One of the biggest challenges founders and CEOs of startups face is funding: courting angels and VCs, pitch decks, travel, and meetings, getting ghosted, negotiating and swallowing unreasonable terms, eroding control–all at the expense of actually running and growing the business. When you hear the word “crowdfunding” your mind may immediately go to Kickstarter or Go Fund Me, yet in 2021 crowdfunding emerged as a serious option for serious businesses to potentially raise serious capital.
The reasons are due to changes in the law and advancements in technology.
Traditionally, only accredited investors, private equity firms, or major financial institutions have been able to invest in early-stage, high-growth companies before an initial public offering. While there are many VCs and angels out there, they hear many pitches, they have many options, their funding often makes up only part of what a start-up needs and can come with some significant strings attached.
But in March 2021, the U.S. Securities and Exchange Commission (SEC) changed a key regulation known as Regulation A, Tier 2, now enabling U.S. based companies to raise up to $75 million every 12 months from a wider range of investors, including retail investors. This was a major, under-reported addition to the startup founders’ toolkit.
Blockchain and digital investor onboarding technology are now making it comparatively easy for founders to turn to retail investors in funding their still-privately held businesses, with shares issued in the form of tokens securely recorded on public blockchains such as Avalanche, Algorand, Ethereum, or permissioned chains if more privacy is needed. This can be a fundamentally better way to raise capital, and privately held companies and their customers are already taking notice.
Unlocking wealth creation
This blockchain-based “Mini-IPO” solution, which works within the existing regulatory framework, can’t come a moment too soon. Even before the current inflationary period, the smart money was already moving to private market alternative assets in search of meaningful returns, such that the private markets grew in 2020 at twice the pace of the public markets. Yet the wealth creation benefits of this growth have been enjoyed by the very few who were aware of private market opportunities and able to access them, particularly institutions, VCs and accredited investors.

_ _ _

*Work to complete:*
Name every public blockchain that the crowdfunding text offers as a place to record token shares.

*Given entries:*
_ _ _

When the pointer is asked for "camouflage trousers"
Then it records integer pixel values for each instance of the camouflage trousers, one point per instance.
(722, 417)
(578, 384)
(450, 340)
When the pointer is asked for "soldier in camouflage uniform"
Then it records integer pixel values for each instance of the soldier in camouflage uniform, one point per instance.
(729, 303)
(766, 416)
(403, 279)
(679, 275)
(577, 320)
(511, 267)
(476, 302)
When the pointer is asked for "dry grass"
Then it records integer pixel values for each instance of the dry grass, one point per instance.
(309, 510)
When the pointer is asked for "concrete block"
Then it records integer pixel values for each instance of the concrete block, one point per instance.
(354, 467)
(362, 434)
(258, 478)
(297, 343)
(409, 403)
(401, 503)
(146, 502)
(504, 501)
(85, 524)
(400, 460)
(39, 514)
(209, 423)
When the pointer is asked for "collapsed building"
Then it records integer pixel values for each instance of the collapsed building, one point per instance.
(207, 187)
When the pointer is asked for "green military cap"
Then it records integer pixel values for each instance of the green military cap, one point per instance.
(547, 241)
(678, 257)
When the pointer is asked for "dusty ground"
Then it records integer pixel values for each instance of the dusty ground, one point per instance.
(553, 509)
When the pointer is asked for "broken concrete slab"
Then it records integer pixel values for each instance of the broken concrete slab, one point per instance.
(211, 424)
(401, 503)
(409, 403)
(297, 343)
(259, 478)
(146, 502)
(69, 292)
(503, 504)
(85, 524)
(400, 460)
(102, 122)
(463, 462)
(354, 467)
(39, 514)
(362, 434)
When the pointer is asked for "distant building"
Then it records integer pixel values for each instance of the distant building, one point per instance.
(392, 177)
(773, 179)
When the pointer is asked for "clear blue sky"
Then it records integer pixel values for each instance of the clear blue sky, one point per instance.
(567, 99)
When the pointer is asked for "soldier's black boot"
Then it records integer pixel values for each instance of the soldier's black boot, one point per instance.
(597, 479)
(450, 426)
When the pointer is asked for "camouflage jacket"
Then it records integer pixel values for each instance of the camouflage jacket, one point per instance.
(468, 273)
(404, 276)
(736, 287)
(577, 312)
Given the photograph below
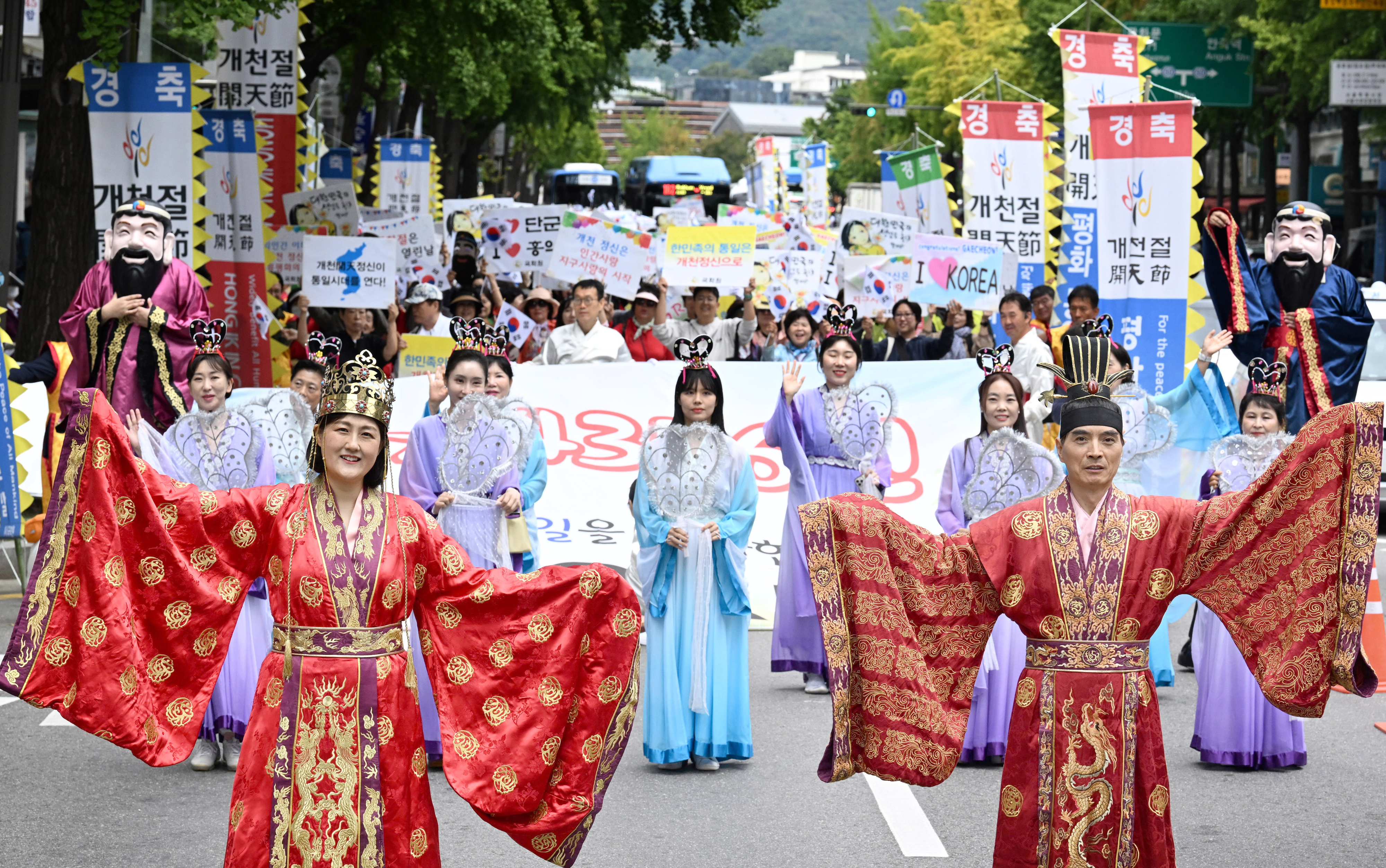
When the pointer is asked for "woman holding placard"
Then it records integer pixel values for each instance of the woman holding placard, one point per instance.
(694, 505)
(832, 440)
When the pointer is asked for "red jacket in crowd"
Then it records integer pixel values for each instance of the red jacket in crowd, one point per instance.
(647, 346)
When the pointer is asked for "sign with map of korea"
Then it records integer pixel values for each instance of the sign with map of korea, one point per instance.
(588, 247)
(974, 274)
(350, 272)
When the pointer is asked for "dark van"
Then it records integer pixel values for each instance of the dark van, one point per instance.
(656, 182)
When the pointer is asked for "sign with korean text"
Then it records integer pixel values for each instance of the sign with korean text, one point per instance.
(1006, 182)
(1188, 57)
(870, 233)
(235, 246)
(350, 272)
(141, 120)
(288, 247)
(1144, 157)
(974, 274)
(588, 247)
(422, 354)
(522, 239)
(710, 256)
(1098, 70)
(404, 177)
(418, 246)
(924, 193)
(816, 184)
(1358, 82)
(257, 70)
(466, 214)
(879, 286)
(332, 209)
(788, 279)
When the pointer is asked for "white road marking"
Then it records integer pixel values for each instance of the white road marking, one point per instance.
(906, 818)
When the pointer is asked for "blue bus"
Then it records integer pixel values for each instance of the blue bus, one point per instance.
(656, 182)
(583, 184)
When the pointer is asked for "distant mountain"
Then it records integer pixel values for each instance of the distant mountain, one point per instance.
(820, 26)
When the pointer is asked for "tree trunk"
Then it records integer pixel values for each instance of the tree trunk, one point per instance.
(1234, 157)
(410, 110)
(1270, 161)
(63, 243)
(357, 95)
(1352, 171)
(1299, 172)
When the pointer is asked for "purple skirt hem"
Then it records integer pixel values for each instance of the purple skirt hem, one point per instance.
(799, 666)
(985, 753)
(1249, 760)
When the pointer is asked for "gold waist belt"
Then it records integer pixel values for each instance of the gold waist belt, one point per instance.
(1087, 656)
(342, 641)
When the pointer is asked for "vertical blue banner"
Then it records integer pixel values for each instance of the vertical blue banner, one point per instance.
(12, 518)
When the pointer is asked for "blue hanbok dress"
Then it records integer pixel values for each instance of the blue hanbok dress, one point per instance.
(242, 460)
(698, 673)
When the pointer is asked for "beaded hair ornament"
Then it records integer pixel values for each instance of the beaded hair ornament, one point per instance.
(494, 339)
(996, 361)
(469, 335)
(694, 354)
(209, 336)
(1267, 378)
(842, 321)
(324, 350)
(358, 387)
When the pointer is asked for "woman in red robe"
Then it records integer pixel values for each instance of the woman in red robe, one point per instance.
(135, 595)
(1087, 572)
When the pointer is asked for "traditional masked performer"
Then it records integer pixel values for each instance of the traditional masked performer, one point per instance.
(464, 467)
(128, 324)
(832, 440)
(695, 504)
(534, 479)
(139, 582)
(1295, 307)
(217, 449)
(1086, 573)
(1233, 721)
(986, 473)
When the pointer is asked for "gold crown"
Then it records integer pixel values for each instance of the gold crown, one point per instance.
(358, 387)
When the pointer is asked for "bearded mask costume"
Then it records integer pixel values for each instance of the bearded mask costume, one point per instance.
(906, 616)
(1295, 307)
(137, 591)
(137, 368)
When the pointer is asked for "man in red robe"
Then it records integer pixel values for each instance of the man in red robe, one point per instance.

_ _ _

*Task result:*
Avalanche, Algorand, Ethereum